→ **Exercise description**: Replicate the data exactly, every line included.
····················
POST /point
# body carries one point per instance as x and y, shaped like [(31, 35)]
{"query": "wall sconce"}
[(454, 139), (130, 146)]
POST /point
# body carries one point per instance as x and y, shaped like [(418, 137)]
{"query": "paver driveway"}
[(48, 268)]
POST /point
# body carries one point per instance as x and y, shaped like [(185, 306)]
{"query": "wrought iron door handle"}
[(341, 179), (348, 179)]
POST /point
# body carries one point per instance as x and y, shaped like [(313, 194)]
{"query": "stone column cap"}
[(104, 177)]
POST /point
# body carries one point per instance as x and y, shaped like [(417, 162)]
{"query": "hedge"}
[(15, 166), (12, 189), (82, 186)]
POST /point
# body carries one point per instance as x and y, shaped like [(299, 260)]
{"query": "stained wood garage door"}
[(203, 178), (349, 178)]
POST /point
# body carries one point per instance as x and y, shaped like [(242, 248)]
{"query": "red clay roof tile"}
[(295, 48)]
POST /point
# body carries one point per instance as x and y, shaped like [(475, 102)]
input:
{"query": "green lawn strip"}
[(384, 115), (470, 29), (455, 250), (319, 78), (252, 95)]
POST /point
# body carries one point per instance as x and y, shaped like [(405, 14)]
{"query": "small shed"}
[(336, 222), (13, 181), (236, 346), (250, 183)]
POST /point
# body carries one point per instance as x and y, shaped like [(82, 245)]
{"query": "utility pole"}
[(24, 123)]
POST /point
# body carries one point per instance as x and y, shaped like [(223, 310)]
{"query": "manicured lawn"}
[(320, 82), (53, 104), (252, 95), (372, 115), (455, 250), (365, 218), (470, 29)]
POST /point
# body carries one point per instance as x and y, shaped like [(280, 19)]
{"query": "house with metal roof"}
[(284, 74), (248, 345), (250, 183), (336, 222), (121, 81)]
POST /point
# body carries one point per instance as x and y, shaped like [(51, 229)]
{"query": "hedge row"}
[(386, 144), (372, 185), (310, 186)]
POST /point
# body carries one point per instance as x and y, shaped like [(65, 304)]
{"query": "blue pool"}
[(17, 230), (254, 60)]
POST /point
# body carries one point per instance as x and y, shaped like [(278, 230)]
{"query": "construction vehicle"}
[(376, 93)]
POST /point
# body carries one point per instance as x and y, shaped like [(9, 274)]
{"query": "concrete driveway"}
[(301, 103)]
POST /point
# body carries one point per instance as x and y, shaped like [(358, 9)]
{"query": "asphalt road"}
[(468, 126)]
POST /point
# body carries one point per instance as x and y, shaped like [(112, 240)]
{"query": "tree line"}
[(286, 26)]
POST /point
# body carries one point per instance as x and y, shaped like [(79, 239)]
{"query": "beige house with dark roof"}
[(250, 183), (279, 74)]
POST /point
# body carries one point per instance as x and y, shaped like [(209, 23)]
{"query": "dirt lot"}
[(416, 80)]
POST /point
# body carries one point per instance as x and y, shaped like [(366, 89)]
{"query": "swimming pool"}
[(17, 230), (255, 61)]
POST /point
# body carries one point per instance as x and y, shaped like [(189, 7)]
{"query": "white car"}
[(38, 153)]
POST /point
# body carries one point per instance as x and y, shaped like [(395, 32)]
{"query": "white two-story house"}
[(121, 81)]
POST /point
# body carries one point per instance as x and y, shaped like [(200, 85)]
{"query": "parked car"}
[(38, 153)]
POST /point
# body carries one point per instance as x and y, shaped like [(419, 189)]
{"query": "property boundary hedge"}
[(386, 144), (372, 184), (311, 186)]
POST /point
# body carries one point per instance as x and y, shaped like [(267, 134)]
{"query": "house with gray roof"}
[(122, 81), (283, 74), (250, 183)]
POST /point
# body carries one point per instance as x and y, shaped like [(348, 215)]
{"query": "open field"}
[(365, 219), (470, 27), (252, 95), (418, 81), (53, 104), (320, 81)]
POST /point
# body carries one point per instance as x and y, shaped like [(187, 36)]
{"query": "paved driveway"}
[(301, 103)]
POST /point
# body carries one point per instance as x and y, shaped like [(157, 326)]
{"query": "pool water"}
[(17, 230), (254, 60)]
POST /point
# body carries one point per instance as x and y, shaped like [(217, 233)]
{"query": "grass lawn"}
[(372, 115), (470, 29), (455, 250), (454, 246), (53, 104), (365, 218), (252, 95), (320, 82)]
····················
→ **Output**:
POST /point
# body carries one point per instance as x and y, shaped like [(31, 35)]
{"query": "wall sconce"}
[(454, 139), (130, 146)]
POST /point
# body carries one point per instance as x and y, shaped like [(418, 137)]
{"query": "paver driveway"}
[(48, 268)]
POST /point
# body carries one point per instance as x and y, shaped like [(185, 306)]
{"query": "wrought iron door handle"}
[(341, 179), (348, 179)]
POST /point
# body carries one point per instance as x and y, shaped like [(313, 194)]
{"query": "stone column cap"}
[(104, 177)]
POST /point
# body carries one point per instance as x and y, shaped like [(417, 162)]
{"query": "hedge"}
[(15, 166), (12, 189), (82, 186)]
POST /point
# body carries one point per instance as x and y, shaped like [(299, 260)]
{"query": "stained wood garage door"}
[(203, 178), (349, 178)]
POST /point
# body carries one point per instance as x and y, shaped like [(242, 248)]
{"query": "red clay roof tile"}
[(295, 48)]
POST /point
# body carries one point per instance as x and y, shaped like [(475, 102)]
input:
{"query": "green lawn strip"}
[(384, 115), (470, 29), (455, 250), (319, 78), (252, 95)]
POST /point
# body carries one point per instance as x and y, shaped like [(405, 14)]
{"query": "small shed"}
[(336, 222), (13, 181), (236, 346), (250, 183)]
POST /point
# body carries one point per instance as x and y, shaped like [(82, 245)]
{"query": "utility pole"}
[(24, 123)]
POST /point
# body carries one point per instance as x and y, shaped like [(223, 310)]
{"query": "manicured lawn"}
[(320, 82), (53, 104), (252, 95), (372, 115), (455, 250), (365, 218), (470, 29)]
POST /point
# body carries one point per instance as x and y, shaped like [(280, 19)]
{"query": "house with metal roof"}
[(284, 74), (248, 345), (250, 183), (336, 222), (121, 81)]
POST /point
# body carries one point per instance as x and y, shaped like [(51, 229)]
{"query": "hedge row"}
[(386, 144), (372, 185), (310, 186)]
POST /point
# body carries one point per instance as x and y, shaped like [(65, 304)]
{"query": "blue pool"}
[(17, 230), (254, 60)]
POST /point
# body carries one point per instance as x and y, shaped like [(278, 230)]
{"query": "construction vehicle"}
[(376, 93)]
POST /point
# body carries one point per instance as x and y, shaped like [(9, 274)]
{"query": "concrete driveway"}
[(301, 103)]
POST /point
# body carries one point per instance as x and y, shaped like [(358, 9)]
{"query": "asphalt road"}
[(468, 126)]
POST /point
# body carries one point per instance as x and y, shaped like [(112, 240)]
{"query": "tree line"}
[(286, 26)]
POST /point
# body carries one point per instance as x and y, shaped like [(79, 239)]
{"query": "beige house with dark roof"}
[(250, 183), (279, 74)]
POST /point
# body carries one point per instance as x and y, shaped like [(209, 23)]
{"query": "dirt lot"}
[(416, 80)]
POST /point
# body carries one point per instance as x and y, shaped like [(366, 89)]
{"query": "swimming pool"}
[(17, 230), (255, 61)]
POST /point
# body carries one point per instance as x and y, shaped like [(189, 7)]
{"query": "white car"}
[(38, 153)]
POST /point
# body carries one point per instance as x and y, shaped like [(395, 32)]
{"query": "white two-story house"}
[(121, 81)]
POST /point
# body carries one point per instance as x and y, shaped like [(200, 85)]
{"query": "parked car"}
[(38, 153)]
POST /point
# body carries one point per instance as x and y, shaped like [(419, 189)]
{"query": "property boundary hedge"}
[(386, 144), (372, 184), (311, 186)]
POST /point
# body carries one point per instance as x and y, shaped like [(267, 134)]
{"query": "house with gray roof"}
[(122, 81), (283, 74), (250, 183)]
POST /point
# body carries one point per instance as x and y, shaped like [(348, 215)]
{"query": "open field"}
[(365, 219), (470, 27), (252, 95), (418, 81), (53, 104), (320, 81)]
POST /point
# body carries one point per instance as x and y, shaped like [(187, 36)]
{"query": "paved driveway"}
[(301, 103)]
POST /point
# body carries one point per instance as x and y, shaped like [(157, 326)]
{"query": "pool water"}
[(17, 230), (254, 60)]
POST /point
# body carries one point per instance as x and y, shaped like [(217, 233)]
{"query": "grass lawn"}
[(372, 115), (470, 29), (455, 250), (454, 246), (53, 104), (365, 218), (252, 95), (320, 82)]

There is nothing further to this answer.